### Written problem
Answer these questions using the notebook excerpt below:
(a) Which JSON file is loaded into the variable `sample`?
(b) In the function `Dc`, how is `Omega_k` defined?
(c) What does the function `Dt` calculate, according to its docstring?
[start of Excerpt]
In [33]:
import pandas as pd
import numpy as np

from scipy.integrate import quad
from scipy.optimize import minimize


from multiprocessing import Pool
from functools import partial
import time
from datetime import datetime

from typing import Dict

import json
import logging
import sys

In [34]:
sep = '######################################################'

config = json.load(open('config/likelihood_ratio_config.json'))

config['df'] = df

grid_size = config['grid_sizes'][0]

sample = json.load(open('data/snls_snia.json'))

df = pd.DataFrame(sample)

In [35]:
def Dc(z: float, Omega_l: float, Omega_m: float, w: float) -> float:
    """
    Calculates the adimensional comoving distance using the input parameters.

    Parameters:
        z (float): The redshift value.
        Omega_l (float): The value of the cosmological constant.
        Omega_m (float): The value of the matter density parameter.
        w (float): The value of the dark energy equation of state.

    Returns:
        The adimensional comoving distance.
        
    Notes:
        The adimensional comoving distance is the distance that would be traveled 
        by a photon emitted at redshift z, if the universe were not expanding, 
        divided by the Hubble distance. This function calculates the comoving 
        distance by performing a numerical integration of the function f(z, Omega_l, 
        Omega_m, w) over the redshift range [0, z], where f(z, Omega_l, Omega_m, w) 
        is defined as:

        f(z, Omega_l, Omega_m, w) = 1 / sqrt(Omega_l*(1 + z)**(3 + 3*w) + 
                                              Omega_m*(1 + z)**3 + 
                                              Omega_k*(1 + z)**2 + 
                                              9.2e-5*(1 + z)**4)

        where Omega_k = 1 - (Omega_l + Omega_m + 9.2e-5) represents the curvature of 
        the universe. The result is returned as an adimensional quantity, which 
        can be converted to physical units of length by multiplying by the Hubble 
        distance.
    """
    
    Omega_k = 1 - (Omega_l + Omega_m + 9.2e-5)

    def f(z, Omega_l, Omega_m, w):
        return 1/(np.sqrt(Omega_l*(1 + z)**(3 + 3*w) + Omega_m*(1 + z)**3 + Omega_k*(1 + z)**2 + 9.2e-5*(1 + z)**4))
    
    result = quad(f, 0, z, args = (Omega_l, Omega_m, w))[0]

    return result

def Dt(z: float, Omega_l: float, Omega_m: float, w: float) -> float:
    """
    Calculates the temporal comoving distance using the input parameters.

    Parameters:
        z (float): The redshift value.
        Omega_l (float): The value of the cosmological constant.
        Omega_m (float): The value of the matter density parameter.
        w (float): The value of the dark energy equation of state.

    Returns:
        The temporal comoving distance.
[end of Excerpt]
[start of Dataset records]
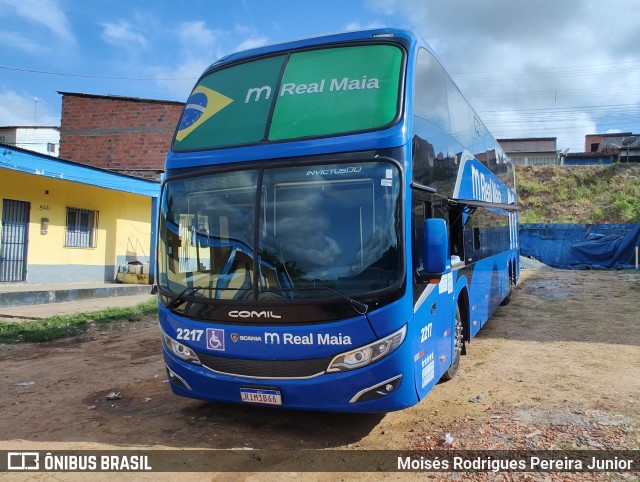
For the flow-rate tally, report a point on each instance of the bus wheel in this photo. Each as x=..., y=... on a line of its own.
x=458, y=345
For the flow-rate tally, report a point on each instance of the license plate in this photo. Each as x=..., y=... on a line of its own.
x=261, y=396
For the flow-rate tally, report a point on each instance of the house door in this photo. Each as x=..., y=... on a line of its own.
x=13, y=243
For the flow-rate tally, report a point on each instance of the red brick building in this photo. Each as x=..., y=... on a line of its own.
x=531, y=151
x=124, y=134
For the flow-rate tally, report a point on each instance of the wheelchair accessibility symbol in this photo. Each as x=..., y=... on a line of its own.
x=215, y=339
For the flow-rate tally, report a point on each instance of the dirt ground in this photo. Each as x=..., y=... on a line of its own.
x=558, y=368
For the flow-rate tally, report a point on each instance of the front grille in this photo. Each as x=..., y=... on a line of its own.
x=265, y=368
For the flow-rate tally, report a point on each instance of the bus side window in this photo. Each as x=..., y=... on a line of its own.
x=476, y=238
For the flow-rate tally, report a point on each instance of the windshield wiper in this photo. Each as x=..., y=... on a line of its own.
x=361, y=308
x=180, y=298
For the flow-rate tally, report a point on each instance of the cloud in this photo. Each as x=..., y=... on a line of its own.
x=21, y=109
x=19, y=42
x=123, y=34
x=46, y=13
x=196, y=34
x=536, y=69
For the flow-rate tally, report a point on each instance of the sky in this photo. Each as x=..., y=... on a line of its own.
x=544, y=68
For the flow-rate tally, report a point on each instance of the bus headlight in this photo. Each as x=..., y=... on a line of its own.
x=178, y=349
x=367, y=354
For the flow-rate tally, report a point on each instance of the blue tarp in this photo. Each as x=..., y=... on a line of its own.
x=613, y=251
x=581, y=246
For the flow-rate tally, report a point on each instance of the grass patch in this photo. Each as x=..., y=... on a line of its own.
x=579, y=194
x=56, y=327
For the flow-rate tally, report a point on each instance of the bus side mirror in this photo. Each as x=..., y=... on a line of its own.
x=436, y=246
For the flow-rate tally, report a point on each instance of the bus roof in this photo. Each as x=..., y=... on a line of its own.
x=352, y=35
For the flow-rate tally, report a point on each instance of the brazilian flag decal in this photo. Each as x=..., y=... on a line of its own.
x=202, y=104
x=230, y=106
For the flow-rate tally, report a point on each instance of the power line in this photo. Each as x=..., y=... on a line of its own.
x=87, y=76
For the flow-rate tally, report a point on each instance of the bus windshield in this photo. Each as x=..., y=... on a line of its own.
x=306, y=94
x=318, y=230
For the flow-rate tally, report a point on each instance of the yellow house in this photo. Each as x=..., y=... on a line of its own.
x=68, y=222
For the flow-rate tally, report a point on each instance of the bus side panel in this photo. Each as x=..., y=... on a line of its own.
x=489, y=286
x=434, y=321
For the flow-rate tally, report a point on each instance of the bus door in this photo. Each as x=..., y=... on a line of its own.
x=434, y=314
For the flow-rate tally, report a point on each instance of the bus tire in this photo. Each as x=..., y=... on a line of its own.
x=458, y=347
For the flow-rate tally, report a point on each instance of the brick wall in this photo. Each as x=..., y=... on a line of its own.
x=117, y=133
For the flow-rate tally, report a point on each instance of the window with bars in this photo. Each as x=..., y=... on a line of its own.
x=82, y=228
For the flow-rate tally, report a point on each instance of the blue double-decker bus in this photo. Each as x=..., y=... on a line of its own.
x=335, y=224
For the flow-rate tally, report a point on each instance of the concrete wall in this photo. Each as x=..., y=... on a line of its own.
x=124, y=228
[end of Dataset records]
### Result of the task
(a) data/snls_snia.json
(b) Omega_k = 1 - (Omega_l + Omega_m + 9.2e-5)
(c) The temporal comoving distance.